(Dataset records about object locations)

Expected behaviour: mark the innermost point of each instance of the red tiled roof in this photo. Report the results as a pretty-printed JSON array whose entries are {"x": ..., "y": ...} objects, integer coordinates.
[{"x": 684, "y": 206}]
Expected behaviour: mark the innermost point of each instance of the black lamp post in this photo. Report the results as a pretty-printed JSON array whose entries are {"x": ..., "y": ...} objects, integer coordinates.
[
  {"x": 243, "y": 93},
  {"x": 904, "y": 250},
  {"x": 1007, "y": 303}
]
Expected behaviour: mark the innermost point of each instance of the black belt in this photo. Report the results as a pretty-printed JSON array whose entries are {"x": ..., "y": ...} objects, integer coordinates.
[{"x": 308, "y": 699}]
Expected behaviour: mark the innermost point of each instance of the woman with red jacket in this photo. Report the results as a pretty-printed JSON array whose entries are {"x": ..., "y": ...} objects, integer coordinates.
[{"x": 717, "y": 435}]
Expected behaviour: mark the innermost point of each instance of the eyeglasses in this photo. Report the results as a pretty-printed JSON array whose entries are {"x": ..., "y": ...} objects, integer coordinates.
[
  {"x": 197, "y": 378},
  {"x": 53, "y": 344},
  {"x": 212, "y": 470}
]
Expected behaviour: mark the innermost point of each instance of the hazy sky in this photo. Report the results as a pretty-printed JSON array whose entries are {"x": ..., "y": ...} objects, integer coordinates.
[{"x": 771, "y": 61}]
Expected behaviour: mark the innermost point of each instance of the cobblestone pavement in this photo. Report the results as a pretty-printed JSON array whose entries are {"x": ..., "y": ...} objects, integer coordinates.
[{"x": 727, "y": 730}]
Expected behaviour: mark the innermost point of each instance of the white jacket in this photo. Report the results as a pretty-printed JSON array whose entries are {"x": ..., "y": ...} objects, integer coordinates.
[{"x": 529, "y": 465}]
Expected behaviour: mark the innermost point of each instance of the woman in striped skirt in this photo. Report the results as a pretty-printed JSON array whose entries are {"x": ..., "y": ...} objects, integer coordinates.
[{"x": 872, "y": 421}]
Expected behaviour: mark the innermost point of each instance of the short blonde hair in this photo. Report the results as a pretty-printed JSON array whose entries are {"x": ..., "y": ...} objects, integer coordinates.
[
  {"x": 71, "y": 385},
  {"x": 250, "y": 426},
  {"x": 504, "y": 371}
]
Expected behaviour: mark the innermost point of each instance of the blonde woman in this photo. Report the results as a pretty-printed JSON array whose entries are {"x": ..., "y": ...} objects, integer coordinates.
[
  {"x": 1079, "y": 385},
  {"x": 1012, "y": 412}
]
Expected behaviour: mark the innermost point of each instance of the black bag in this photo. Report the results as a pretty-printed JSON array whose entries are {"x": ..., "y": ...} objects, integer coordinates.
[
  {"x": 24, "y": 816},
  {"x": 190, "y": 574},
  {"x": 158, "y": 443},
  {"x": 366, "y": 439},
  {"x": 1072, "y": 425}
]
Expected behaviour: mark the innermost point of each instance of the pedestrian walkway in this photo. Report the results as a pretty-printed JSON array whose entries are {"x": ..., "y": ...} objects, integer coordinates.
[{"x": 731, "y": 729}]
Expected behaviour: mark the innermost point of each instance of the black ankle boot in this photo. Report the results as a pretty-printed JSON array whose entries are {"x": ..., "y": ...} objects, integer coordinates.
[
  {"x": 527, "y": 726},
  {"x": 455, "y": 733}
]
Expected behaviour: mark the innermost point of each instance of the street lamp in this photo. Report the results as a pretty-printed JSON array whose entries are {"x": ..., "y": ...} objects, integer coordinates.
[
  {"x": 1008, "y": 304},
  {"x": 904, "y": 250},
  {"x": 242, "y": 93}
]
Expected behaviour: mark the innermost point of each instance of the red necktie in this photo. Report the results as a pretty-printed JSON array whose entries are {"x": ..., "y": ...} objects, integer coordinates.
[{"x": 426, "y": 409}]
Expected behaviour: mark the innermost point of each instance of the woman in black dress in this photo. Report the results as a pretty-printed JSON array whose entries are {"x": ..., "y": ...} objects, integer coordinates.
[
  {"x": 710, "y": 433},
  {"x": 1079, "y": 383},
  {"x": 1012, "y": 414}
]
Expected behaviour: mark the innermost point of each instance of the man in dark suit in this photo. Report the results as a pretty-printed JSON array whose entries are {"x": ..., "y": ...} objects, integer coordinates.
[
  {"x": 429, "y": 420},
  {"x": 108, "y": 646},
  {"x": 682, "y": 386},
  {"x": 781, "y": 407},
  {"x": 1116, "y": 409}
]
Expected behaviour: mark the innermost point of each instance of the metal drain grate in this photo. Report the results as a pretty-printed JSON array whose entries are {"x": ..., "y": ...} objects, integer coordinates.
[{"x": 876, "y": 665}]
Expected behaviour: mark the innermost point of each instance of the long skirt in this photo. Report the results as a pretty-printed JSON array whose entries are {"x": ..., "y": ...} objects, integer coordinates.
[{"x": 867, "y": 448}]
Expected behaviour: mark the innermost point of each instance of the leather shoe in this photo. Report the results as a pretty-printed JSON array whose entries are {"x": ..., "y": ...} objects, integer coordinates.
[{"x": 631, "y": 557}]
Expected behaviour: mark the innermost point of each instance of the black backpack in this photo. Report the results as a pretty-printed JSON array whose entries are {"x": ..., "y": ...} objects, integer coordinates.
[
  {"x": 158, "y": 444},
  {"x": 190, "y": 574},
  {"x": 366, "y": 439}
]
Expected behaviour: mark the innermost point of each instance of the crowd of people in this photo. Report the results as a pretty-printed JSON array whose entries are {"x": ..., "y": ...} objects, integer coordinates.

**Stated goal:** Would you write down every record again, exactly?

**Problem solution:**
Expected behaviour: mark the innermost point of each instance of the red tiled roof in this photo. Report the results as a pretty-printed JSON array whose entries are {"x": ..., "y": ...} objects, integer coordinates.
[{"x": 684, "y": 206}]
Expected behaviour: mark the innermost point of each instance of the black lamp post in this photo. Report the results as a pretty-printed JSON array whose entries are {"x": ..., "y": ...} objects, integer coordinates.
[
  {"x": 243, "y": 93},
  {"x": 904, "y": 250},
  {"x": 1007, "y": 303}
]
Expected behaviour: mark the innermost point of each instance of the black belt in this photo. Report the results as a pretty-printed JSON array whose entries are {"x": ..., "y": ...} objects, integer coordinates.
[{"x": 308, "y": 699}]
Expected behaviour: mark the innermost point of each instance of the woman with red jacket in this photo. Report the results as a pretty-printed JSON array whose entries are {"x": ..., "y": ...} objects, integer coordinates.
[{"x": 717, "y": 435}]
Expected behaviour: mark the innermost point of each instance of the eyeglasses in this photo. Report the results as a pretty-printed JSON array whose entries are {"x": ..., "y": ...} objects, integer coordinates.
[
  {"x": 197, "y": 378},
  {"x": 53, "y": 344},
  {"x": 212, "y": 470}
]
Expected behaviour: mark the innermost point of each instance of the hazy sky in this photo. Report the results as a pretty-printed JSON array whose entries are {"x": ..., "y": ...} objects, integer coordinates.
[{"x": 771, "y": 61}]
Expected behaviour: mark the innermost point of each instance of the cobblestone pavement in this photo. Report the results as a pretty-printed JSON array whose entries are {"x": ..., "y": ...} objects, integer coordinates.
[{"x": 727, "y": 730}]
Expected behaviour: mark the innermost point of each instance of the white jacket in this photo. Report the results as a pretty-printed JSON array whose entries are {"x": ..., "y": ...} objects, integer coordinates.
[{"x": 529, "y": 465}]
Expected behaviour: mark the innermost point of each instance of the woman in striped skirt in this photo. Report the results as a pretty-printed JSON array whose entries are {"x": ..., "y": ...} objects, integer coordinates.
[{"x": 872, "y": 421}]
Expected behaviour: mark the innermost point of each instance of the short blonde hair in this photo. Report the results as a pretty-printed JSON array whose entries are {"x": ..., "y": ...} objects, integer coordinates.
[
  {"x": 71, "y": 385},
  {"x": 250, "y": 426},
  {"x": 504, "y": 371}
]
Expected behaviour: mark the innermost point of each instance of the blonde woman in this photo. Report the results as a pretty-printed JSON array whose entries are {"x": ..., "y": ...} objects, integer coordinates.
[
  {"x": 1079, "y": 385},
  {"x": 1012, "y": 412}
]
Expected behaviour: mark the innermost point of each instance of the black bag in this photo. Report the results as a pretty-printed JSON array whose entries are {"x": ..., "y": ...} objects, integer coordinates.
[
  {"x": 24, "y": 816},
  {"x": 190, "y": 574},
  {"x": 158, "y": 443},
  {"x": 366, "y": 439},
  {"x": 1072, "y": 425}
]
Expected behaviour: mark the innermost point of each instance of the pedestrian walkway in this photo. Report the results as a pretty-printed JSON array whose entries are {"x": ..., "y": ...} objects, integer coordinates.
[{"x": 731, "y": 729}]
Expected behaviour: mark the innermost point of each instance of the black ankle boot in this photo. Report the results as a pretty-printed JSON array whose entries are {"x": ..., "y": ...} objects, integer coordinates.
[
  {"x": 527, "y": 726},
  {"x": 455, "y": 733}
]
Expected behaviour: mark the innermost point of each instance of the street lamp in this photo. Report the results as a pretty-printed JSON array whose entries are {"x": ..., "y": ...} objects, integer coordinates.
[
  {"x": 1008, "y": 304},
  {"x": 904, "y": 250},
  {"x": 242, "y": 93}
]
Expected behaviour: mark the innermost point of each instance of the red necktie in this photo. Report the results as a pretty-printed JSON array whose entries are {"x": ..., "y": ...} objects, integer coordinates.
[{"x": 426, "y": 409}]
Expected behaviour: mark the innermost point of each instance of the woman in black dress in this photo. Report the results as a pretty-printed JSON array whose entries are {"x": ..., "y": ...} objects, integer coordinates.
[
  {"x": 710, "y": 433},
  {"x": 1079, "y": 383},
  {"x": 1012, "y": 414}
]
Expected behaviour: mark the innermost point of each instance of the man in dark suit in this photo. Report the results as a pretty-printed JSON array whose entries are {"x": ..., "y": ...} objects, integer coordinates.
[
  {"x": 429, "y": 420},
  {"x": 108, "y": 646},
  {"x": 682, "y": 386},
  {"x": 781, "y": 407},
  {"x": 1116, "y": 409}
]
Expected behaviour: mark the innermost point of each instance of the metal drain grate in this photo. Report the results as a pretty-printed JSON array whose entries are {"x": ..., "y": ...} objects, integer coordinates.
[{"x": 876, "y": 665}]
Expected behaviour: mark the innermost point of each instance of the long skirt in this photo. Report the results as a pretty-printed JSON array whose entries are {"x": ..., "y": ...} objects, integer coordinates.
[{"x": 867, "y": 448}]
Expected behaviour: mark the innermost point of each instance of the leather shoe in this photo. Report the results as a pretty-printed JSON array whose entries are {"x": ..., "y": ...} objects, integer coordinates.
[{"x": 631, "y": 557}]
Expected behaviour: mark the innermost point of each instance of the black backpack in this photo. Report the results as a pretty-printed JSON array whose entries are {"x": ..., "y": ...} objects, integer coordinates.
[
  {"x": 158, "y": 444},
  {"x": 190, "y": 574},
  {"x": 366, "y": 439}
]
Expected behaviour: mark the innermost point of each instance of the crowd of people in this photo. Report the results as a pretty-printed JSON array whose entries are {"x": ..., "y": ...} objects, integer coordinates.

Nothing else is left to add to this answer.